REQUIRED TASK: Repeat, exactly and alone, every line from the line that contains "bedding in the photo above." to the end of the entries.

MATERIALS PROVIDED:

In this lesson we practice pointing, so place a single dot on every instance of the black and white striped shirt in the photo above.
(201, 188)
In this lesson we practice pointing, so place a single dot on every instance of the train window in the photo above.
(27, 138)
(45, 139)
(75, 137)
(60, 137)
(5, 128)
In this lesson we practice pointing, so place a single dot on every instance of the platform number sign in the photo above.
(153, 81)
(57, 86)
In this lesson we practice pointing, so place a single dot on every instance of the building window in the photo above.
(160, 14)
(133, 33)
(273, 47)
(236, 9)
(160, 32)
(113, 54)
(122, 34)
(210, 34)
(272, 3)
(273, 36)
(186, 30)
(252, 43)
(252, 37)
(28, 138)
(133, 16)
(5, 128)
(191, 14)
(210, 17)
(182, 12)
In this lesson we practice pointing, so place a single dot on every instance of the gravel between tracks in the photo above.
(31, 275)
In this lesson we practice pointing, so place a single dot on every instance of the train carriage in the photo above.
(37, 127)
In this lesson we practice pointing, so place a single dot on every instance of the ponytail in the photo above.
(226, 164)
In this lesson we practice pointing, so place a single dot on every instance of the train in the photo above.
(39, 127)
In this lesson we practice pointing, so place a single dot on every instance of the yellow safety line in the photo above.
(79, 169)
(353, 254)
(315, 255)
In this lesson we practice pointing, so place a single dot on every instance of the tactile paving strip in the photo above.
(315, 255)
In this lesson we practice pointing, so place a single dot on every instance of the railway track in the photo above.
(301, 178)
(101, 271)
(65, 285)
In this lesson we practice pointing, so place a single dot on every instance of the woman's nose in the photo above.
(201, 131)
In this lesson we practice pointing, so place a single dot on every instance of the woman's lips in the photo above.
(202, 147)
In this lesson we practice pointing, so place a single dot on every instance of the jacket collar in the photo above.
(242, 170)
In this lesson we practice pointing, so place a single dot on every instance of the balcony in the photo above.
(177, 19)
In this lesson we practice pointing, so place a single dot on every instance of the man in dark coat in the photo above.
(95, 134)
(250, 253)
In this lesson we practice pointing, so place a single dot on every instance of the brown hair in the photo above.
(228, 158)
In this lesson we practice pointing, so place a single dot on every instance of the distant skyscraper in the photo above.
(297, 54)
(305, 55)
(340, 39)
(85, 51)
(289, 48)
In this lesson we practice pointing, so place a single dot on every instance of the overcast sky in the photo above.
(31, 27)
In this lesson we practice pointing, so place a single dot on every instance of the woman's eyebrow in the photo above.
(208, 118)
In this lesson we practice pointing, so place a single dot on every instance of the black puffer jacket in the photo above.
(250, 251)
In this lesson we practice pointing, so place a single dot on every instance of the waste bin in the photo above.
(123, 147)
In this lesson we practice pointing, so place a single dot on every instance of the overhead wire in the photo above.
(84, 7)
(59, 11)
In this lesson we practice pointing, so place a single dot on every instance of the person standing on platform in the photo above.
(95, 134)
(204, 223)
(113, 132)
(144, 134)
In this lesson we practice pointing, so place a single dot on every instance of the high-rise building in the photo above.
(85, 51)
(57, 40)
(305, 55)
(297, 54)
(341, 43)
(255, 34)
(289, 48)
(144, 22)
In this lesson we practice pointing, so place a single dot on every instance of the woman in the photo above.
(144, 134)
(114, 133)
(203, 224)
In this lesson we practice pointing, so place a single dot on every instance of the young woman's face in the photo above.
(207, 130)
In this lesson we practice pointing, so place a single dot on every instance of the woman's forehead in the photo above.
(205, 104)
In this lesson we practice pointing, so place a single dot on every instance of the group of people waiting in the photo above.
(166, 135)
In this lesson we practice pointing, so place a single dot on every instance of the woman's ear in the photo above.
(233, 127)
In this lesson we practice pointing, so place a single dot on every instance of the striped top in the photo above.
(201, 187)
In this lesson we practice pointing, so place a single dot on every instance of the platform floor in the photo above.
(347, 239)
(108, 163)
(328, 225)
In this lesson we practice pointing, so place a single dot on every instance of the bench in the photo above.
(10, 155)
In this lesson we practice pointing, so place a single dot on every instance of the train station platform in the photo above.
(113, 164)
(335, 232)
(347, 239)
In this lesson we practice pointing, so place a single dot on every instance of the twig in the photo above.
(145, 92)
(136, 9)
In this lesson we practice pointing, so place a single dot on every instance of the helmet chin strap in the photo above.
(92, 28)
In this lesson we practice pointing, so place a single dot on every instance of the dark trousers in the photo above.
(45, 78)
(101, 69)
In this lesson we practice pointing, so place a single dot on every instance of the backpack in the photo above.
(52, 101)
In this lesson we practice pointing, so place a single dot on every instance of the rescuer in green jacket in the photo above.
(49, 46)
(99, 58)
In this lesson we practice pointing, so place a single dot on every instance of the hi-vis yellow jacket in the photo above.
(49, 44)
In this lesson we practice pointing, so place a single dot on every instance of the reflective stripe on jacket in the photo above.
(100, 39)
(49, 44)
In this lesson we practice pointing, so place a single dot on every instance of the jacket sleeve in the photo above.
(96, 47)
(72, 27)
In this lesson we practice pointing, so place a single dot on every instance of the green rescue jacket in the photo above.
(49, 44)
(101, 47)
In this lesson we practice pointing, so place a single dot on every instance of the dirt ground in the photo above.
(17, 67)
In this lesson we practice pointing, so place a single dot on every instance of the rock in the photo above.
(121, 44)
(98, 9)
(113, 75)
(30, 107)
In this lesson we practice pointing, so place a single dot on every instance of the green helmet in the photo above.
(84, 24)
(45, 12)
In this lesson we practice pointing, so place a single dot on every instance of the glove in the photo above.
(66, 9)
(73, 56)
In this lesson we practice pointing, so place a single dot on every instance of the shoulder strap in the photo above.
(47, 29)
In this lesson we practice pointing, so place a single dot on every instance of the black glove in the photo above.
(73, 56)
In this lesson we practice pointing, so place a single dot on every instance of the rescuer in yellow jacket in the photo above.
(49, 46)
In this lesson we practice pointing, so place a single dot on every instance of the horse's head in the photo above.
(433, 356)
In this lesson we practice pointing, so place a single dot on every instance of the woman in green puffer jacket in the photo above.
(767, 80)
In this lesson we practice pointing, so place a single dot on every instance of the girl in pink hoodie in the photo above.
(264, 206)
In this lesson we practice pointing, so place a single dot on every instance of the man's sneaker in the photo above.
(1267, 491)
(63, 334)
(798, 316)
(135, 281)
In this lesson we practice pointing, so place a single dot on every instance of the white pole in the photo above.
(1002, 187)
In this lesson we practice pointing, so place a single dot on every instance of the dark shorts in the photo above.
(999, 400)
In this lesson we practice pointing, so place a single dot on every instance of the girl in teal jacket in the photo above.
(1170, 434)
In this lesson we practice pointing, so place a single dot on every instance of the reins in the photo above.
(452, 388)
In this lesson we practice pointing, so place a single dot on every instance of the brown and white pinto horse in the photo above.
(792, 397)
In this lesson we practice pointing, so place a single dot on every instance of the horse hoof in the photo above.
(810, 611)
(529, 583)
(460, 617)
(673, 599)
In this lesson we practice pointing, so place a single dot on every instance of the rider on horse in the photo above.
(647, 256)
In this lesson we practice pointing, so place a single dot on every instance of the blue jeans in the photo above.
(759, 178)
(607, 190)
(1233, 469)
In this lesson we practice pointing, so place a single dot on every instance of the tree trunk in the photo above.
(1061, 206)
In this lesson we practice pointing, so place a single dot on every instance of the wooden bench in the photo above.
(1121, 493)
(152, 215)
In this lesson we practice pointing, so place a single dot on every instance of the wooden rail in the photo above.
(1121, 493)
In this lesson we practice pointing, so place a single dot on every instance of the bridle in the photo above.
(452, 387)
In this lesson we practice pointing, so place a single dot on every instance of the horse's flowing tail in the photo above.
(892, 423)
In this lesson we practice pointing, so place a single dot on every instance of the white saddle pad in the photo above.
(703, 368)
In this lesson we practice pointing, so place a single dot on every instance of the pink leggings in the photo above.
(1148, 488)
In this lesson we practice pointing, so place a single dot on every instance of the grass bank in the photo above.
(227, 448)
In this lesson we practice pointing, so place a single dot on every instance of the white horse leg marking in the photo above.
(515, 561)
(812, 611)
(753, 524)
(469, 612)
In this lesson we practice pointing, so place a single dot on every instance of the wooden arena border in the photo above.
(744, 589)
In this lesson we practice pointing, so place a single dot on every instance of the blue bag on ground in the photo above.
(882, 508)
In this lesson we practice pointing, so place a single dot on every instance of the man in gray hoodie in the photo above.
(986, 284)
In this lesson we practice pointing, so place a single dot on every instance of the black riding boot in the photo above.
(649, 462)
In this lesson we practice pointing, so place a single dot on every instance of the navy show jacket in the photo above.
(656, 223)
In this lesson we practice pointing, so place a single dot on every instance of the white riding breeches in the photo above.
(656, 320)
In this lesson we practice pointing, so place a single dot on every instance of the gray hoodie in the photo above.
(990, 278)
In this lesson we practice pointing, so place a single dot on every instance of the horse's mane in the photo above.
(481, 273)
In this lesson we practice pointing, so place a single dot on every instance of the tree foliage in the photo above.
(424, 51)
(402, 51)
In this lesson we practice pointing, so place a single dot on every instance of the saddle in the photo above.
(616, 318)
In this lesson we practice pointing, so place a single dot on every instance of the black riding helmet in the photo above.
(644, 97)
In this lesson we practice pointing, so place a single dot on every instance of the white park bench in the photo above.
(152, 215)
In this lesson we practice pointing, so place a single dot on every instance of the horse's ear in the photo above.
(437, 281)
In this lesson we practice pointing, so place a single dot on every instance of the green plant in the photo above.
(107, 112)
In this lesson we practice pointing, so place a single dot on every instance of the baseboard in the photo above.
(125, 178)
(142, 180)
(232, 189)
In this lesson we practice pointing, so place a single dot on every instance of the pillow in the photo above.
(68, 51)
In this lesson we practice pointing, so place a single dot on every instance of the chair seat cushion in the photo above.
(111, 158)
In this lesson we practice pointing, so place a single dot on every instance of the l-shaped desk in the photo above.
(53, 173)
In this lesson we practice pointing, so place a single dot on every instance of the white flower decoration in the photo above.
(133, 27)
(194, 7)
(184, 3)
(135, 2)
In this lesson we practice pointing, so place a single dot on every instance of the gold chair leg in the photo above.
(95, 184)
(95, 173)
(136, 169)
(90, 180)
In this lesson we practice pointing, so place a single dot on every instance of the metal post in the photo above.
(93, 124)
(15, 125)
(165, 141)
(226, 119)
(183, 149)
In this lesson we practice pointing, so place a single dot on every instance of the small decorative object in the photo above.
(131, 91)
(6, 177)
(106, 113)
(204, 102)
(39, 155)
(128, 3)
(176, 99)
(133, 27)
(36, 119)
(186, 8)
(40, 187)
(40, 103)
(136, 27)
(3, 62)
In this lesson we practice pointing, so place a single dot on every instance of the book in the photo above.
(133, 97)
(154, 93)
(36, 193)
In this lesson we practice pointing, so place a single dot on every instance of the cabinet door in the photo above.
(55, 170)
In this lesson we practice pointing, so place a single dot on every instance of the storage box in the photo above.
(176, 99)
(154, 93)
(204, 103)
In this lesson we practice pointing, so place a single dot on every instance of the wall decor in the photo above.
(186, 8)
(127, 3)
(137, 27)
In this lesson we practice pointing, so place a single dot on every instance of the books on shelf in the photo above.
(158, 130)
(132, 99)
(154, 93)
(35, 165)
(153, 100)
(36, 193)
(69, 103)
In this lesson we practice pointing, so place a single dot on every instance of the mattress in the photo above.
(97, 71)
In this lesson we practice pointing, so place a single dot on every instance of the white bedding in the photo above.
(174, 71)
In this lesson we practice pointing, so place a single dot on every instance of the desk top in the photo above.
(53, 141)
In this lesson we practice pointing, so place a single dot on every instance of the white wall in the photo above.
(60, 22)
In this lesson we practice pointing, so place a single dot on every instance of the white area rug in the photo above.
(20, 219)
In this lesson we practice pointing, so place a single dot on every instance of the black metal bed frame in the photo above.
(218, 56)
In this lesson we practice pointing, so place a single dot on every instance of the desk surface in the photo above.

OUTPUT FOR THIS TASK:
In this lesson we practice pointing, so place a single dot on every instance of the white bedding in the photo above.
(174, 71)
In this lesson we practice pointing, so place a single dot on every instance of the desk top in the photo above.
(53, 141)
In this lesson we practice pointing, so place a single dot on every instance of the white wall in the photo above.
(60, 22)
In this lesson we practice pointing, so place a single dot on every instance of the white area rug in the photo above.
(20, 219)
In this lesson we practice pointing, so place a single dot on every instance of the black metal bed frame in the photo above.
(218, 56)
In this lesson we practice pointing, so place a single dot on every instance of the desk surface in the photo above.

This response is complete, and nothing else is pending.